[TRECHO PARA LEITURA]:

Outra constatação importante diz respeito ao empoderamento feminino. Todas as entrevistadas registraram importantes mudanças na vida material, apesar da queixa sintomática sobre o baixo valor da renda recebida, considerado uma “ajuda governamental” por muitas ao mesmo tempo que prefeririam um trabalho regular. Destaque-se também que as possibilidades de libertação do jugo masculino são muito difíceis nas regiões pobres do país, devido aos rígidos controles familiares que incidem sobre as mulheres (Leão Rego; Pinzani, 2013a).

Enfim, pode-se afirmar que o PBF produz mudanças significativas na vida dos seus destinatários, embora se apresente como uma incipiente política de exercício da cidadania. O fato de estar insuficiente não anula as possibilidades de se tornar uma consistente política de formação de cidadãos, se for complementada por um conjunto de ações que mirem este alvo: a cidadania democrática no Brasil (Leão Rego; Pinzani, 2013a).

O tema direito à educação tem suscitado estudos e investigações que enfocam o processo histórico de sua incorporação como direito social e humano, sua configuração como objeto de garantia e proteção pelo Estado, seu tratamento no contexto das políticas públicas e os resultados que têm sido alcançados. Os trabalhos de Marshall (1967) e Bobbio (1992) têm sido referência nos estudos sobre essa questão nas sociedades contemporâneas, conforme constataram Machado e Oliveira (2001).

Marshall (1967) cunhou o conceito de cidadania desenvolvido nos séculos XVIII (direitos civis), XIX (direitos políticos) e XX (direitos sociais), a partir da especificidade britânica. Embora essa produção tenha sido problematizada com a crise do Welfare State, as críticas são pouco difundidas no Brasil, e a obra continua influenciando a produção acadêmica, conforme discutido por Machado e Oliveira (2001).

Bobbio (1992) discutiu problemas gerais de teoria e história dos direitos do homem. No plano teórico, afiançou que são direitos históricos, nascidos de modo gradual e em circunstâncias caracterizadas por lutas contra velhos poderes. No plano histórico, sustenta que a afirmação desses direitos decorre de uma inversão de perspectiva na representação da relação política no Estado moderno, que se deu cada vez mais do ponto de vista dos direitos dos cidadãos – não mais dos súditos e não mais do ponto de vista do soberano.

[ENUNCIADO DA TAREFA 1]: Reproduza, do trecho sobre cidadania e direitos, a parte que se inicia nas palavras "O tema direito" e se encerra em "constataram Machado e Oliveira (2001).".
[ENUNCIADO DA TAREFA 2]: Reescreva todos os registros trocando "forest floor" por "riverbank" e mantendo inalterado todo o restante. Omita as imagens na resposta.

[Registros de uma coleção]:
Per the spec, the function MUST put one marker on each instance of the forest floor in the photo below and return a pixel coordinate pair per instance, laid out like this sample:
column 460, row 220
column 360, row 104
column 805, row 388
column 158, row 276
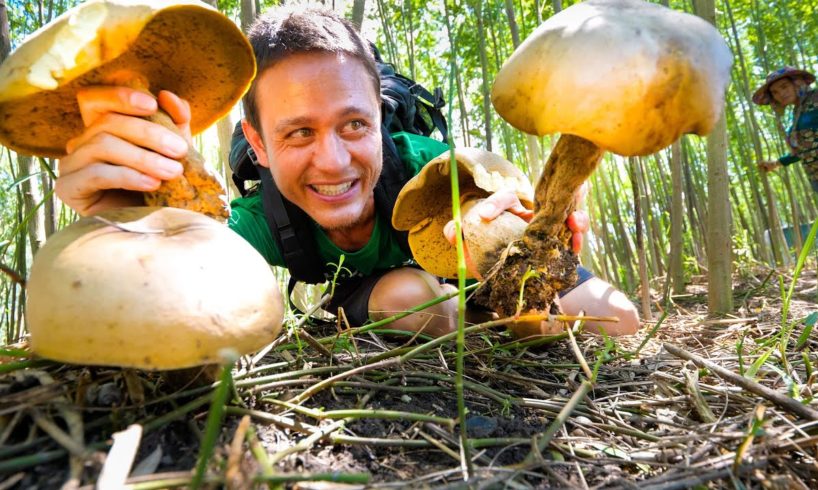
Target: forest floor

[RESPOSTA DA TAREFA 1]:
O tema direito à educação tem suscitado estudos e investigações que enfocam o processo histórico de sua incorporação como direito social e humano, sua configuração como objeto de garantia e proteção pelo Estado, seu tratamento no contexto das políticas públicas e os resultados que têm sido alcançados. Os trabalhos de Marshall (1967) e Bobbio (1992) têm sido referência nos estudos sobre essa questão nas sociedades contemporâneas, conforme constataram Machado e Oliveira (2001).

[RESPOSTA DA TAREFA 2]:
Per the spec, the function MUST put one marker on each instance of the riverbank in the photo below and return a pixel coordinate pair per instance, laid out like this sample:
column 460, row 220
column 360, row 104
column 805, row 388
column 158, row 276
Target: riverbank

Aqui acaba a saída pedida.